**** DATA SUPPLIED
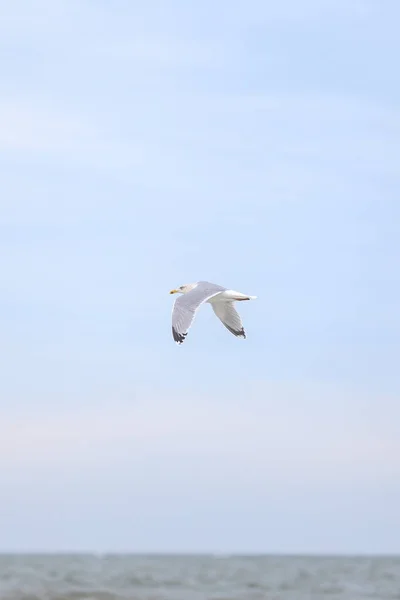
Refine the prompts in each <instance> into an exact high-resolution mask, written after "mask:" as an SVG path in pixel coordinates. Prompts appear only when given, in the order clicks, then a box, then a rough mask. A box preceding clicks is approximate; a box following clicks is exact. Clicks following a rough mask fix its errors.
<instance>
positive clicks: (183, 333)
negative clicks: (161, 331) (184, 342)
mask: <svg viewBox="0 0 400 600" xmlns="http://www.w3.org/2000/svg"><path fill="white" fill-rule="evenodd" d="M186 336H187V333H179V332H178V331H176V329H174V328H173V327H172V337H173V338H174V341H175V342H176V343H177V344H182V343H183V342H184V341H185V338H186Z"/></svg>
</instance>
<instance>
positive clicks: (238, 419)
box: [0, 382, 400, 482]
mask: <svg viewBox="0 0 400 600" xmlns="http://www.w3.org/2000/svg"><path fill="white" fill-rule="evenodd" d="M177 393H178V394H179V395H178V396H176V395H174V394H172V393H171V391H168V390H162V389H159V391H158V393H157V392H155V391H153V392H150V393H149V392H147V393H142V394H139V395H134V396H132V397H131V398H130V399H129V401H126V402H119V403H117V404H115V403H111V402H110V401H109V402H104V401H100V398H99V403H98V405H97V406H96V407H93V408H88V407H86V408H77V409H75V410H73V411H72V410H66V405H65V403H63V408H60V409H59V410H57V411H56V410H53V411H52V412H50V414H46V415H44V414H43V413H42V414H40V415H32V414H31V415H29V416H24V417H21V416H19V417H18V418H17V417H16V416H14V417H11V416H10V415H8V416H7V415H5V416H4V418H3V419H2V421H1V423H0V456H1V463H2V465H3V467H7V466H8V467H9V468H12V467H13V466H20V467H21V466H23V465H25V467H27V466H28V465H29V467H30V468H39V469H43V468H45V469H48V468H50V469H51V468H54V467H56V466H57V465H58V466H59V465H60V464H63V465H65V466H66V467H67V468H68V467H74V468H85V465H86V467H87V466H89V465H90V466H91V468H93V469H95V470H97V469H101V468H102V465H103V463H104V460H106V461H107V462H108V464H110V463H111V464H112V463H114V464H123V463H124V462H126V460H127V458H128V457H129V461H130V462H131V463H132V466H133V465H134V464H139V463H138V461H139V462H140V464H141V468H143V466H144V465H145V464H146V463H149V464H150V463H151V462H152V461H154V460H156V462H159V461H160V460H161V461H164V462H167V463H168V464H169V468H170V469H171V471H174V469H175V466H174V464H175V465H176V468H177V469H178V470H180V469H181V468H186V467H184V465H186V462H187V461H194V462H193V464H201V465H202V467H201V468H202V469H205V468H206V470H207V472H208V473H209V475H210V477H211V478H212V479H213V478H214V477H216V476H217V475H218V477H219V474H220V472H221V469H222V470H223V472H224V473H225V481H227V480H229V479H230V478H232V477H233V478H234V479H235V478H237V477H240V478H241V479H243V480H244V481H245V480H247V478H248V477H249V478H250V480H253V479H254V478H261V479H263V478H267V479H268V480H269V481H270V480H271V478H272V479H278V480H282V481H284V480H298V479H300V480H302V481H305V480H314V481H319V482H323V481H325V480H326V481H330V482H332V480H338V481H341V480H346V481H347V480H349V478H352V477H354V478H355V479H361V480H370V479H371V478H373V479H374V480H376V478H380V477H383V478H385V477H386V476H388V475H389V474H390V476H394V475H396V476H398V475H400V473H399V464H398V461H397V459H396V458H395V457H396V456H398V455H399V452H400V445H399V441H398V437H396V435H395V434H396V432H395V431H392V434H393V435H390V429H388V428H387V426H386V425H387V423H384V427H382V426H381V427H380V426H379V418H378V419H376V420H375V421H374V418H375V417H374V415H375V412H376V411H377V409H378V406H379V405H378V399H377V398H372V399H371V398H369V400H368V398H367V399H366V397H365V396H364V399H362V398H359V400H358V402H354V397H353V405H352V406H353V407H352V408H351V405H349V410H346V408H345V407H343V401H344V399H345V397H346V395H347V396H350V395H351V393H349V391H347V392H346V391H343V390H342V391H341V392H340V391H334V392H332V391H330V388H329V386H326V385H325V386H320V387H319V389H318V388H316V386H315V385H314V386H308V385H306V384H304V383H301V382H299V383H297V384H293V385H288V384H279V383H277V384H263V385H261V386H260V384H257V386H250V387H248V386H245V385H243V386H242V389H241V390H240V391H235V390H232V391H231V392H230V393H229V392H226V391H225V392H222V393H221V394H219V393H217V392H216V393H214V394H213V393H209V394H207V393H206V392H205V391H203V392H200V393H196V392H195V391H194V390H191V389H190V388H188V389H181V388H180V389H179V390H178V391H177ZM57 404H58V401H57V397H56V396H55V397H54V406H57ZM375 404H376V407H375V408H374V405H375ZM382 404H383V403H382V400H380V406H381V407H382ZM358 407H363V410H364V416H361V417H360V414H359V412H358ZM373 425H374V426H373ZM238 470H239V471H241V473H240V474H239V473H238ZM247 471H248V472H247Z"/></svg>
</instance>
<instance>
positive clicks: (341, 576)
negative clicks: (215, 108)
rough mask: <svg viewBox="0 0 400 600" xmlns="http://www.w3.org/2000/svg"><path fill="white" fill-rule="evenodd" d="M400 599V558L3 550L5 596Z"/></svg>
mask: <svg viewBox="0 0 400 600" xmlns="http://www.w3.org/2000/svg"><path fill="white" fill-rule="evenodd" d="M372 598H374V599H377V600H385V599H386V598H392V599H394V598H398V599H400V557H357V556H351V557H350V556H349V557H329V556H326V557H323V556H320V557H307V556H223V555H219V556H212V555H210V556H207V555H204V556H194V555H193V556H192V555H185V556H172V555H168V556H157V555H151V556H139V555H101V556H100V555H66V554H63V555H61V554H60V555H38V554H36V555H16V554H14V555H0V599H1V600H81V599H82V600H128V599H129V600H323V599H329V600H367V599H368V600H371V599H372Z"/></svg>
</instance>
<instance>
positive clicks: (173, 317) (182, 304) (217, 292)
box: [172, 281, 226, 344]
mask: <svg viewBox="0 0 400 600" xmlns="http://www.w3.org/2000/svg"><path fill="white" fill-rule="evenodd" d="M225 290H226V288H224V287H222V286H221V285H216V284H214V283H208V282H207V281H199V283H198V284H197V286H196V287H195V288H194V289H193V290H191V291H190V292H188V293H187V294H182V296H179V297H178V298H177V299H176V301H175V303H174V308H173V310H172V336H173V338H174V340H175V342H176V343H177V344H182V342H184V341H185V338H186V336H187V332H188V330H189V327H190V326H191V324H192V322H193V319H194V316H195V313H196V310H197V309H198V308H199V306H201V304H203V302H206V301H207V300H209V299H210V298H212V297H213V296H216V295H217V294H219V293H220V292H223V291H225Z"/></svg>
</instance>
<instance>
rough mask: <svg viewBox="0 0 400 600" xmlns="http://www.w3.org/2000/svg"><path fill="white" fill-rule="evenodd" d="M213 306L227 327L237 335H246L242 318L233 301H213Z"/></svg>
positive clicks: (214, 310)
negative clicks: (243, 327) (231, 301)
mask: <svg viewBox="0 0 400 600" xmlns="http://www.w3.org/2000/svg"><path fill="white" fill-rule="evenodd" d="M211 306H212V307H213V310H214V312H215V314H216V315H217V317H218V318H219V319H220V321H221V322H222V323H223V324H224V325H225V327H226V328H227V329H228V331H230V332H231V333H233V335H236V336H237V337H242V338H245V337H246V333H245V331H244V329H243V325H242V320H241V318H240V315H239V313H238V312H237V310H236V308H235V306H234V304H233V302H212V303H211Z"/></svg>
********
▸ WHAT THE TASK REQUIRES:
Would you mind returning each entry above word for word, skipping the images?

▸ TASK SOLUTION:
Refine the prompts in each <instance> into an exact high-resolution mask, written after "mask:" as an SVG path in pixel coordinates. Prompts appear only when given, in the order clicks, then a box, then a rough mask. A box preceding clicks is approximate; a box following clicks is exact. Clicks following a rough mask fix its errors.
<instance>
positive clicks: (183, 333)
negative clicks: (161, 331) (184, 342)
mask: <svg viewBox="0 0 400 600" xmlns="http://www.w3.org/2000/svg"><path fill="white" fill-rule="evenodd" d="M186 336H187V333H179V332H178V331H176V329H174V328H173V327H172V337H173V338H174V341H175V342H176V343H177V344H182V343H183V342H184V341H185V338H186Z"/></svg>
</instance>
<instance>
positive clicks: (238, 419)
box: [0, 382, 400, 482]
mask: <svg viewBox="0 0 400 600" xmlns="http://www.w3.org/2000/svg"><path fill="white" fill-rule="evenodd" d="M177 393H178V394H179V395H178V396H176V395H174V394H172V393H171V391H168V390H162V389H159V391H158V393H157V392H155V391H153V392H150V393H149V392H147V393H142V394H139V395H134V396H132V397H131V398H130V399H129V401H126V402H119V403H117V404H115V403H111V402H110V401H109V402H104V401H100V398H99V403H98V405H97V406H96V407H93V408H88V407H86V408H77V409H75V410H73V411H72V410H66V405H65V403H63V408H60V409H59V410H57V411H56V410H53V411H52V412H50V414H46V415H44V414H43V413H42V414H40V415H32V414H31V415H29V416H24V417H21V416H19V417H18V418H17V417H16V416H14V417H11V416H10V415H8V416H7V415H5V416H4V418H3V419H2V421H1V423H0V456H1V463H2V465H3V467H7V466H8V467H9V468H12V467H13V466H20V467H21V466H23V465H25V467H27V466H28V465H29V467H30V468H39V469H43V468H45V469H48V468H50V469H51V468H54V467H56V466H57V465H58V466H59V465H60V464H63V465H65V466H66V467H67V468H68V467H74V468H85V465H86V467H87V466H89V465H90V466H91V468H93V469H95V470H97V469H101V468H102V465H103V463H104V460H106V461H107V462H108V464H110V463H111V464H112V463H114V464H123V463H124V462H126V460H127V458H128V457H129V461H130V462H131V463H132V466H133V465H134V464H139V463H138V461H139V462H140V464H141V468H143V466H144V465H145V464H146V463H149V464H150V463H151V462H152V461H154V460H156V462H159V461H160V460H161V461H164V462H167V463H168V464H169V468H170V469H171V471H174V469H175V466H174V464H175V465H176V468H177V469H178V470H180V469H181V468H186V467H184V465H186V462H187V461H194V462H193V464H201V465H202V467H201V468H202V469H205V468H206V470H207V472H208V473H209V475H210V477H211V478H212V479H213V478H214V477H216V476H217V475H218V477H219V474H220V472H221V469H222V470H223V472H224V473H225V481H227V480H229V479H230V478H232V477H233V478H234V479H235V478H237V477H240V478H241V479H243V480H244V481H245V480H247V478H248V477H249V478H250V480H253V479H254V478H261V479H263V478H267V479H268V480H269V481H270V480H271V478H272V479H278V480H282V481H284V480H298V479H300V480H302V481H305V480H314V481H319V482H323V481H325V480H326V481H330V482H332V480H338V481H341V480H346V481H347V480H349V478H352V477H354V478H355V479H361V480H370V479H371V478H373V479H374V480H376V478H380V477H383V478H385V477H386V476H388V475H389V474H390V476H394V475H396V476H398V475H400V473H399V464H398V461H397V459H396V458H395V457H396V456H398V455H399V452H400V445H399V441H398V437H396V435H395V434H396V432H395V431H392V434H393V435H390V429H388V428H387V426H386V425H387V423H384V427H382V426H381V427H380V426H379V418H378V419H376V420H375V421H374V418H375V417H374V415H375V412H376V411H377V409H378V406H379V405H378V399H377V398H372V399H371V398H369V400H368V398H367V399H366V397H365V396H364V399H362V398H359V400H358V402H354V397H353V405H352V406H353V407H352V408H351V405H349V410H346V408H345V407H343V401H344V399H345V397H346V395H347V396H350V395H351V393H349V391H347V392H346V391H343V390H342V391H341V392H340V391H334V392H332V391H330V388H329V386H326V385H325V386H320V387H319V389H318V388H316V386H315V385H314V386H308V385H306V384H304V383H301V382H299V383H297V384H293V385H288V384H279V383H277V384H263V385H261V386H260V384H257V386H250V387H248V386H245V385H243V386H242V389H241V390H240V391H235V390H232V391H231V392H230V393H229V392H226V391H225V392H222V393H221V394H219V393H217V392H216V393H214V394H213V393H209V394H207V393H206V392H205V391H203V392H200V393H196V392H195V391H194V390H191V389H190V388H188V389H181V388H180V389H179V390H178V391H177ZM57 404H58V401H57V397H56V396H55V397H54V406H57ZM375 404H376V407H375V408H374V405H375ZM382 404H383V403H382V400H380V406H381V407H382ZM358 407H363V410H364V416H361V417H360V414H359V412H358ZM373 425H374V426H373ZM238 470H239V471H241V473H240V474H239V473H238ZM247 471H248V472H247Z"/></svg>
</instance>
<instance>
positive clicks: (341, 576)
negative clicks: (215, 108)
rough mask: <svg viewBox="0 0 400 600" xmlns="http://www.w3.org/2000/svg"><path fill="white" fill-rule="evenodd" d="M400 599V558L3 550L5 596Z"/></svg>
mask: <svg viewBox="0 0 400 600" xmlns="http://www.w3.org/2000/svg"><path fill="white" fill-rule="evenodd" d="M372 598H374V599H377V600H385V599H386V598H392V599H394V598H398V599H400V557H357V556H351V557H350V556H349V557H329V556H326V557H323V556H320V557H307V556H223V555H219V556H212V555H210V556H207V555H204V556H194V555H193V556H192V555H185V556H172V555H168V556H157V555H151V556H139V555H101V556H100V555H66V554H63V555H61V554H60V555H38V554H36V555H16V554H14V555H0V599H1V600H81V599H82V600H128V599H129V600H323V599H329V600H367V599H368V600H371V599H372Z"/></svg>
</instance>
<instance>
positive clicks: (173, 317) (182, 304) (217, 292)
box: [172, 281, 226, 344]
mask: <svg viewBox="0 0 400 600" xmlns="http://www.w3.org/2000/svg"><path fill="white" fill-rule="evenodd" d="M225 290H226V288H224V287H222V286H221V285H216V284H214V283H208V282H207V281H199V283H198V284H197V286H196V287H195V288H194V289H193V290H191V291H190V292H188V293H187V294H182V296H179V297H178V298H177V299H176V301H175V303H174V308H173V310H172V336H173V338H174V340H175V342H176V343H177V344H182V342H184V341H185V338H186V336H187V332H188V330H189V327H190V326H191V324H192V322H193V319H194V316H195V313H196V310H197V309H198V308H199V306H201V304H203V302H206V301H207V300H209V299H210V298H212V297H213V296H216V295H217V294H219V293H220V292H223V291H225Z"/></svg>
</instance>
<instance>
rough mask: <svg viewBox="0 0 400 600" xmlns="http://www.w3.org/2000/svg"><path fill="white" fill-rule="evenodd" d="M213 306L227 327L237 335H246L242 318L233 301H213Z"/></svg>
positive clicks: (214, 310)
negative clicks: (243, 327) (231, 301)
mask: <svg viewBox="0 0 400 600" xmlns="http://www.w3.org/2000/svg"><path fill="white" fill-rule="evenodd" d="M211 306H212V307H213V310H214V312H215V314H216V315H217V317H218V318H219V319H220V321H221V322H222V323H223V324H224V325H225V327H226V328H227V329H228V331H230V332H231V333H233V335H236V336H237V337H242V338H245V337H246V333H245V331H244V329H243V325H242V320H241V318H240V315H239V313H238V312H237V310H236V308H235V306H234V304H233V302H212V303H211Z"/></svg>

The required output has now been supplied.